> [Given exercise] Reproduce word for word the lines from the start of the rows below through the line containing "All paths have fill-rule evenodd.", both included.

::: Listed entries :::

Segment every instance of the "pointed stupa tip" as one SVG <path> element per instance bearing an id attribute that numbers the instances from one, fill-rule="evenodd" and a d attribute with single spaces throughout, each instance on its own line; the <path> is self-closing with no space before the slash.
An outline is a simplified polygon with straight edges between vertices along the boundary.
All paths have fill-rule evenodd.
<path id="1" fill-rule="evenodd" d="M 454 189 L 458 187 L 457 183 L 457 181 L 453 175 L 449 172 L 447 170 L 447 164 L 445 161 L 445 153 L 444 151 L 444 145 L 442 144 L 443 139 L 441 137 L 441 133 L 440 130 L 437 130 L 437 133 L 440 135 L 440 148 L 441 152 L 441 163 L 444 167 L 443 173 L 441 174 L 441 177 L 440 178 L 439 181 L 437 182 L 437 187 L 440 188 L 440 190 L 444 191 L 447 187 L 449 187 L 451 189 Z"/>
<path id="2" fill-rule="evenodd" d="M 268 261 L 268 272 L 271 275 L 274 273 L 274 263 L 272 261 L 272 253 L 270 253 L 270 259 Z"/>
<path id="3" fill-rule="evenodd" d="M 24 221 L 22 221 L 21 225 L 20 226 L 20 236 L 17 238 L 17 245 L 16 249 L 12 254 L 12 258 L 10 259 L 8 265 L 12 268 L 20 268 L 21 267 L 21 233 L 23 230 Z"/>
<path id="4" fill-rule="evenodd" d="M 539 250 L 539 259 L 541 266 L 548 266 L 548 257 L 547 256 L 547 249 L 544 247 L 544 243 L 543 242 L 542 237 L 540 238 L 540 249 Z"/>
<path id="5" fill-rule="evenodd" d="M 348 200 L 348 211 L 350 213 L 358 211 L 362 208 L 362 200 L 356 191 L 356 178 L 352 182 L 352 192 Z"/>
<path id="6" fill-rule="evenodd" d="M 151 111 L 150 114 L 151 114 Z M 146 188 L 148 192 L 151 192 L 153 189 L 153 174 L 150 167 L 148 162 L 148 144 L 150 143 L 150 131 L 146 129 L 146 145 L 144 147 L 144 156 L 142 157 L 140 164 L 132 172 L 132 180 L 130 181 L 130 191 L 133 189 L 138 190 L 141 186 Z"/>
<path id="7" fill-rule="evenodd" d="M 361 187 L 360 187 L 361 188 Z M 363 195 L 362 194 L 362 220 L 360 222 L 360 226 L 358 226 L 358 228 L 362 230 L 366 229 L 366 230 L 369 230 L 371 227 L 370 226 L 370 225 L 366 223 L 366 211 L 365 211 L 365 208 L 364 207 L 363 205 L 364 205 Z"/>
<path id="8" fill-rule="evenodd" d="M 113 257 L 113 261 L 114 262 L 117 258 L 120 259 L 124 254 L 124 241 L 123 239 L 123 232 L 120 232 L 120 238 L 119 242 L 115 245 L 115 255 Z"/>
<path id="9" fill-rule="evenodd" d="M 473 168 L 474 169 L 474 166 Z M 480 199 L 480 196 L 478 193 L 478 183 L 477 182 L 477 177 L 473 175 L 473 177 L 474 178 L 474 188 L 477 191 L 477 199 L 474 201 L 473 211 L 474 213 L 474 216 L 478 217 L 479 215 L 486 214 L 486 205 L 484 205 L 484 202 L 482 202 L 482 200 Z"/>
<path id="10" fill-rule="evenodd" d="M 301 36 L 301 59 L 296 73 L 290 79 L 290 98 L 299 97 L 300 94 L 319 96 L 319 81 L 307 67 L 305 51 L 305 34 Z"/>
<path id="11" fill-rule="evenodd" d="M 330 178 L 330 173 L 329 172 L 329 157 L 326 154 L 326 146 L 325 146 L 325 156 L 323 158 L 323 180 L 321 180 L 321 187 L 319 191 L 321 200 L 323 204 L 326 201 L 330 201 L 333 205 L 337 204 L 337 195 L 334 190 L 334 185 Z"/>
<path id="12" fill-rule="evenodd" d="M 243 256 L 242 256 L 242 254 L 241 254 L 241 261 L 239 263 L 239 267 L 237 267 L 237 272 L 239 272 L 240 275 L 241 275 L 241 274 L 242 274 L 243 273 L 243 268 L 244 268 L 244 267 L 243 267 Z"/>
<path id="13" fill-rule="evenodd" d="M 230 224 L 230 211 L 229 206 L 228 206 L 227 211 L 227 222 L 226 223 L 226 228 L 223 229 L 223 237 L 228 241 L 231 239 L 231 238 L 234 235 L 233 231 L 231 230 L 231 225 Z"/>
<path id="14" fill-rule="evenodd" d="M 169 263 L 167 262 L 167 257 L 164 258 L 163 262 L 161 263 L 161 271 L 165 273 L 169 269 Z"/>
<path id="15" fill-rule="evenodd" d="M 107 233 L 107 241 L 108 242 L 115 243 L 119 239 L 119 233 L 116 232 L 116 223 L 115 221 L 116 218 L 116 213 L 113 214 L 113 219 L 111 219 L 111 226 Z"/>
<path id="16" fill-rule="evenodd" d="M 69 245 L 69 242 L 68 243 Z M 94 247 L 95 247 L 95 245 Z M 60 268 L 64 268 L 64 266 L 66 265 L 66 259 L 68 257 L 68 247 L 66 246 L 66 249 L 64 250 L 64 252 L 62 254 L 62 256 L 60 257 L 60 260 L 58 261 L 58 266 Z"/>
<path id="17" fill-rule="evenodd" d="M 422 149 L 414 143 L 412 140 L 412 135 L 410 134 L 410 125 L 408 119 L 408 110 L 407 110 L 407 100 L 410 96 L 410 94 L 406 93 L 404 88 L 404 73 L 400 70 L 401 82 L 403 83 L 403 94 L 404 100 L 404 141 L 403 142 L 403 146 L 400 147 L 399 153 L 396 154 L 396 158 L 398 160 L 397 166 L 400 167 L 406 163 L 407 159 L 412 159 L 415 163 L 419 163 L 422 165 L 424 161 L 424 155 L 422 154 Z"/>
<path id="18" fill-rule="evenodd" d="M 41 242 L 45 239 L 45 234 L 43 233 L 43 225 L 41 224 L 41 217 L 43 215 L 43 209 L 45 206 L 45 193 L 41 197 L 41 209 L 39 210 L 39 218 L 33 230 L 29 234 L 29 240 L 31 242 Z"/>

:::

> [Worked answer]
Segment every instance of the "pointed stupa tip" as one SVG <path> element per instance bearing an id attribute that numbers the instances from one, fill-rule="evenodd" and a d attribute with single spaces throughout, each instance on its own line; the <path> is self-closing with no space before the slash.
An outline is a simplified polygon with straight edges between vertices along the boundary.
All paths have fill-rule evenodd.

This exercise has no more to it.